> [GIVEN TASK 1] Sum up the passage on publishing and change in two sentences.

> [DOCUMENT SEGMENT]
--

Offered below are just three arguments that force us to
question what we publish today and what we should publish tomorrow.
Individually, the arguments may not pass the ‘so what?’ test, but taken
together they should ring alarm bells in every publishing building.
Firstly, we often
assume we will see and understand change and importantly be prepared for it.
The reality is very different and change today is not linear, nor is it
predictable and in many cases it is disruptive. The industrial giants of
yesterday have been overtaken by technology and networking companies who
connect stuff. Things that were once impossible to imagine can now be achieved
from anywhere, at any time, in a click. Technology is enabling us to reevaluate how
we develop, manage and market content and its associated context. As change
happens society adopts and adapts and expectations and values we took for
granted also change. Technology is now enabling everyone to be a creator of
content and to connect to an audience and this democratisation of creativity is
further impacting content formats such as books, film, TV, music, games,
photography, art.
Secondly, we are
a society, which in the main, has an ownership culture. We buy bricks and
mortar and called it home, we then set
about filling it with possessions, some transient and throw away and others
more assets and collectibles. Our possessions often reflect and describe who we
are, or who we aspire to be. Unlike yesterday many rooms may not be filled with
shelves of books, music, films, magazines etc. On demand instant access to very
large ’libraries’ starts to question the basics need for ownership and opens
the market to models such as rental and subscription, which were not attractive
in the old analogue world. Netflix, Lovefilm, Prime, Spotify, Pandora are all
creating the on demand market in film and music and now the likes of Oyster,
Scribd, Amazon and others are following their lead in the ebook market.

--

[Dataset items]
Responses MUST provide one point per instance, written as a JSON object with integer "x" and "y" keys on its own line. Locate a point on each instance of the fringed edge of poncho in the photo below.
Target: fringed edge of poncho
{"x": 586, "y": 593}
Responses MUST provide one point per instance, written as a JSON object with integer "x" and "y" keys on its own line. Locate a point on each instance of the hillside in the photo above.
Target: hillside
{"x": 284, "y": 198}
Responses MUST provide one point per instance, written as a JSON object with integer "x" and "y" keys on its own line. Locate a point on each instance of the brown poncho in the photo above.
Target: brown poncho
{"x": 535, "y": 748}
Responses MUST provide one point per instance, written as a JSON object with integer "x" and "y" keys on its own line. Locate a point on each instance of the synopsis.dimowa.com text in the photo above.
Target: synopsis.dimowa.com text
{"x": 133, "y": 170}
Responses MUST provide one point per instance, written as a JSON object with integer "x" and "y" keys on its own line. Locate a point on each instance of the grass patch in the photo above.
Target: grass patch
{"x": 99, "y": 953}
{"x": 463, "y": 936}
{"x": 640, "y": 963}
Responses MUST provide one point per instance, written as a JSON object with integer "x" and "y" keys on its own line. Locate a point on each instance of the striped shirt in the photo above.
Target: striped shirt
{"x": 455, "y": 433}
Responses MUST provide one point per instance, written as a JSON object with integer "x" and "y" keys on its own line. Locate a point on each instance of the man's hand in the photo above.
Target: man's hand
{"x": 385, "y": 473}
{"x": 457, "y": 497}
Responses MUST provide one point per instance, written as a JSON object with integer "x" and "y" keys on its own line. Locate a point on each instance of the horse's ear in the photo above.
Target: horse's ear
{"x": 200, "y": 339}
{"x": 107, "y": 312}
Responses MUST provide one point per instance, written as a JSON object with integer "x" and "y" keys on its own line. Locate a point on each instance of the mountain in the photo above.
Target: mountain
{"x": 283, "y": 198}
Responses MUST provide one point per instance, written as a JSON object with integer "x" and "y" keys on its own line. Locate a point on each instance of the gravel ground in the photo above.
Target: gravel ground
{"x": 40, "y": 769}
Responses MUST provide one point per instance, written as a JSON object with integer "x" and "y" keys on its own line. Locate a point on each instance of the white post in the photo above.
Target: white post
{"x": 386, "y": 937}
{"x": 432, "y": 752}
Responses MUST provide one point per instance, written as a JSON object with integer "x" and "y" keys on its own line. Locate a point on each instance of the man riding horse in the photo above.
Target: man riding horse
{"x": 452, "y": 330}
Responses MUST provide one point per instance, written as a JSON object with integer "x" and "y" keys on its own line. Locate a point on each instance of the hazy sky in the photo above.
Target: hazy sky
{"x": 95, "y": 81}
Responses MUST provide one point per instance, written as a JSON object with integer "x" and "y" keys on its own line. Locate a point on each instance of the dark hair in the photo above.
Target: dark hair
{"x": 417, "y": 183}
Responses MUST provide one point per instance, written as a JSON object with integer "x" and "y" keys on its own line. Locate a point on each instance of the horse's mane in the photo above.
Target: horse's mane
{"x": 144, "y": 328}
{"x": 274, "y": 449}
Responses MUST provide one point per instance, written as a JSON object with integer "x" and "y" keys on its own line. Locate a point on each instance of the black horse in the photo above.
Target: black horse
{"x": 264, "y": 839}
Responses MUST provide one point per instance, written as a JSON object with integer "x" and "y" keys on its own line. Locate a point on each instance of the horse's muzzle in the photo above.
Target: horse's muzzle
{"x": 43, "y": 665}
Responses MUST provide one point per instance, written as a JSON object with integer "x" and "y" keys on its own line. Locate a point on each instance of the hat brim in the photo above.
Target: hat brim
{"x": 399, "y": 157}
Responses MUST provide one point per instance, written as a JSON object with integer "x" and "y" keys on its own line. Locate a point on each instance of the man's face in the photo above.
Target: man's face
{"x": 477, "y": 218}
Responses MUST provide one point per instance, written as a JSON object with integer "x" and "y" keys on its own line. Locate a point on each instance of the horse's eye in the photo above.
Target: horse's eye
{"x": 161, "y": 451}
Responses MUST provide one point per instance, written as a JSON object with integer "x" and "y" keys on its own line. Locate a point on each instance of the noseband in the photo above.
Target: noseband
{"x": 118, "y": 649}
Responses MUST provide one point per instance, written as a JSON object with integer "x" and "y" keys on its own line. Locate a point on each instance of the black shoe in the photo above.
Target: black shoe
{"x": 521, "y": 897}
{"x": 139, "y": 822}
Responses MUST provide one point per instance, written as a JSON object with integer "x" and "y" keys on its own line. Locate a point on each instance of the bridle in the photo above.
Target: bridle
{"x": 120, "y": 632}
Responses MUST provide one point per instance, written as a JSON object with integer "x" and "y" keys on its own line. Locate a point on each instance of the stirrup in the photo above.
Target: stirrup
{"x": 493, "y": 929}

--

> [GIVEN TASK 2] Report every line of the records that contains the string "dimowa", treating uppercase and lowercase letters as different.

> [CORRECT RESULT 1] The passage presents arguments meant to make publishers question what they publish now and later, beginning with the point that change today is not linear or predictable and is often disruptive, as technology lets everyone create content and reach an audience. It then argues that on demand access to large libraries challenges our ownership culture and opens the market to rental and subscription models, which have spread from film and music into ebooks.

> [CORRECT RESULT 2]
Responses MUST provide one point per instance, written as a JSON object with integer "x" and "y" keys on its own line. Locate a point on each instance of the synopsis.dimowa.com text in the photo above.
Target: synopsis.dimowa.com text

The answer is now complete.